# Start of RECORDS TO USE

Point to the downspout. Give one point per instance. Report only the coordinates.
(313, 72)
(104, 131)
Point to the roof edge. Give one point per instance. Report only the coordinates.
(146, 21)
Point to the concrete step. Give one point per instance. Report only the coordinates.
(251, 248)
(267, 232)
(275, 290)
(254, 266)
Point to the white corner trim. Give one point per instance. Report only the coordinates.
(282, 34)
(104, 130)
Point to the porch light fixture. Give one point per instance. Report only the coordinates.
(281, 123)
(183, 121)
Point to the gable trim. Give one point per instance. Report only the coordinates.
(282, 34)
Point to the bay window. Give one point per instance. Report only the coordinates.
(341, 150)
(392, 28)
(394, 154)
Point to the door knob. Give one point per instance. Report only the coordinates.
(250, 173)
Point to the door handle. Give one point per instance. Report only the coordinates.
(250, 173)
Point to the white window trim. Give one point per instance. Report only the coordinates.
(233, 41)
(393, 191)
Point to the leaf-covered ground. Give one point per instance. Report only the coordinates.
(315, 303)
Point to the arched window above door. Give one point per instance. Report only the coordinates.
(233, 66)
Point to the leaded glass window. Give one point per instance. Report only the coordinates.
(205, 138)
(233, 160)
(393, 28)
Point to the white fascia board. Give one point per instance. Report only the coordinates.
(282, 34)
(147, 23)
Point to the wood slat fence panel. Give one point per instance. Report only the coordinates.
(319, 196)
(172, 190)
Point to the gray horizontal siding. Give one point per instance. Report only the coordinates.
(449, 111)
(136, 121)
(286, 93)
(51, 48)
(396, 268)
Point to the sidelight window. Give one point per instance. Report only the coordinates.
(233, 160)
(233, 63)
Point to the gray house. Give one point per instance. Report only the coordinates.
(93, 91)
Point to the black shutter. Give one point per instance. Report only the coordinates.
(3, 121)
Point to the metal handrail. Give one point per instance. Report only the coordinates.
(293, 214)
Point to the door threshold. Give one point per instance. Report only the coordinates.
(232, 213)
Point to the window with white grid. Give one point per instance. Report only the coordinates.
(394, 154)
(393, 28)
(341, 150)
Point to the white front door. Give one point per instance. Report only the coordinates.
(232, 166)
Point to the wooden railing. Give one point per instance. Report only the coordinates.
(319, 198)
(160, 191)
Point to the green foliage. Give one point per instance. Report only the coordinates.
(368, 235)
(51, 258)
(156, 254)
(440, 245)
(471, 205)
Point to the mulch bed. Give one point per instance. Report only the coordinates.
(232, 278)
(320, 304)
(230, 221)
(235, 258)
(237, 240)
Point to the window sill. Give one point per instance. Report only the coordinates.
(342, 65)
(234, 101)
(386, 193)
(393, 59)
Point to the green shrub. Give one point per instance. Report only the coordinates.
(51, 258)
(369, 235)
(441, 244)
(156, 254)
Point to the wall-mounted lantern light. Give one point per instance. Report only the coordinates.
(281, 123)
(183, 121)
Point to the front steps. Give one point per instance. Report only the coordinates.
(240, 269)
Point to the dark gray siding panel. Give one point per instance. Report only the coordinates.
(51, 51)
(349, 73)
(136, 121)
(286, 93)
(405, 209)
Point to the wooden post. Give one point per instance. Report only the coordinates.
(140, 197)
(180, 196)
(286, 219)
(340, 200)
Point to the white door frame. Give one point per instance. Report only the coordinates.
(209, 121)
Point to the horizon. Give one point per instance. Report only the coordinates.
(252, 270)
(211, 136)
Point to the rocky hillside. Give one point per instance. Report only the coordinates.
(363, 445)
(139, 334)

# End of RECORDS TO USE

Could you repeat all of the records above word for word, keeping every line unchanged and in its original order?

Point to the downspout. Give one point per instance. Report only the coordinates.
(313, 72)
(104, 131)
Point to the roof edge. Give one point per instance. Report only the coordinates.
(146, 21)
Point to the concrete step. Give one point per instance. Report only the coordinates.
(251, 248)
(267, 232)
(275, 290)
(254, 266)
Point to the white corner trim. Give one point per instance. Report only the coordinates.
(282, 34)
(104, 130)
Point to the porch light fixture. Give one point per instance. Report only the coordinates.
(281, 123)
(183, 121)
Point to the gable trim. Give one point per instance. Report only the coordinates.
(282, 34)
Point to the bay window. Give one point per instance. Report only the coordinates.
(341, 150)
(392, 28)
(394, 154)
Point to the door knob. Give one point per instance. Report only the coordinates.
(250, 173)
Point to the door handle. Give one point per instance. Report only the coordinates.
(250, 173)
Point to the white window trim. Give one point per instance. Report only the coordinates.
(233, 41)
(393, 191)
Point to the leaf-covered ground. Give one point per instance. Report only the coordinates.
(315, 303)
Point to the arched window above door. Give one point per instance. Report only the coordinates.
(233, 66)
Point to the leaded glass window. Give one point per instance. Report only the coordinates.
(205, 138)
(233, 160)
(393, 28)
Point to the white fascia board. Give one point per instance. Report only the coordinates.
(282, 34)
(147, 23)
Point to the wood slat fence panel. Give one point per instance. Report only the coordinates.
(319, 196)
(172, 190)
Point to the gray horizontal siding. Give one point per instance. Report only the coordinates.
(449, 111)
(136, 121)
(286, 93)
(51, 48)
(396, 268)
Point to the sidelight window. Give one point per instance. Report only the coordinates.
(233, 160)
(233, 63)
Point to the gray house. Give one point per instance. Report only the coordinates.
(93, 91)
Point to the black shutter. Give one point per instance. Report only the coordinates.
(3, 121)
Point to the metal handrail. Give one point per instance. Report only the coordinates.
(293, 214)
Point to the door threshold. Give one point per instance. Report only the coordinates.
(232, 213)
Point to the window with white grid. Give one point per instance. Report only the coordinates.
(394, 154)
(393, 28)
(341, 150)
Point to the white front door. Give one point per instance. Report only the coordinates.
(232, 166)
Point to the wooden railing. Give one point per instance. Report only the coordinates.
(319, 198)
(160, 191)
Point to the green foliage. Give one point per instance. Report only the coordinates.
(368, 235)
(51, 258)
(156, 254)
(440, 245)
(471, 205)
Point to the mulch bed. Give one point per instance. Report only the coordinates.
(232, 278)
(320, 304)
(230, 221)
(235, 258)
(237, 240)
Point to the window sill. Give one point per instance. Report only the coordinates.
(342, 65)
(234, 101)
(386, 193)
(393, 59)
Point to the green shrub. Give one point per instance. Report only the coordinates.
(51, 258)
(369, 235)
(441, 244)
(156, 254)
Point to the wall-mounted lantern light. Give one point per instance. Report only the coordinates.
(281, 123)
(183, 121)
Point to the front steps. Give one point per instance. Report only the coordinates.
(240, 269)
Point to the dark gray siding panel. Give one point per instance. Report only the coordinates.
(51, 51)
(349, 73)
(136, 121)
(286, 93)
(405, 209)
Point to the wooden post. Give one point per instance. Report only the coordinates.
(140, 197)
(180, 196)
(286, 219)
(340, 200)
Point to the white door frame. Give one point per instance. Report only the coordinates.
(209, 121)
Point to the horizon. Give one point per instance. Report only the coordinates.
(252, 270)
(211, 136)
Point to the rocky hillside. Give one point per instance. Report only the coordinates.
(363, 445)
(139, 334)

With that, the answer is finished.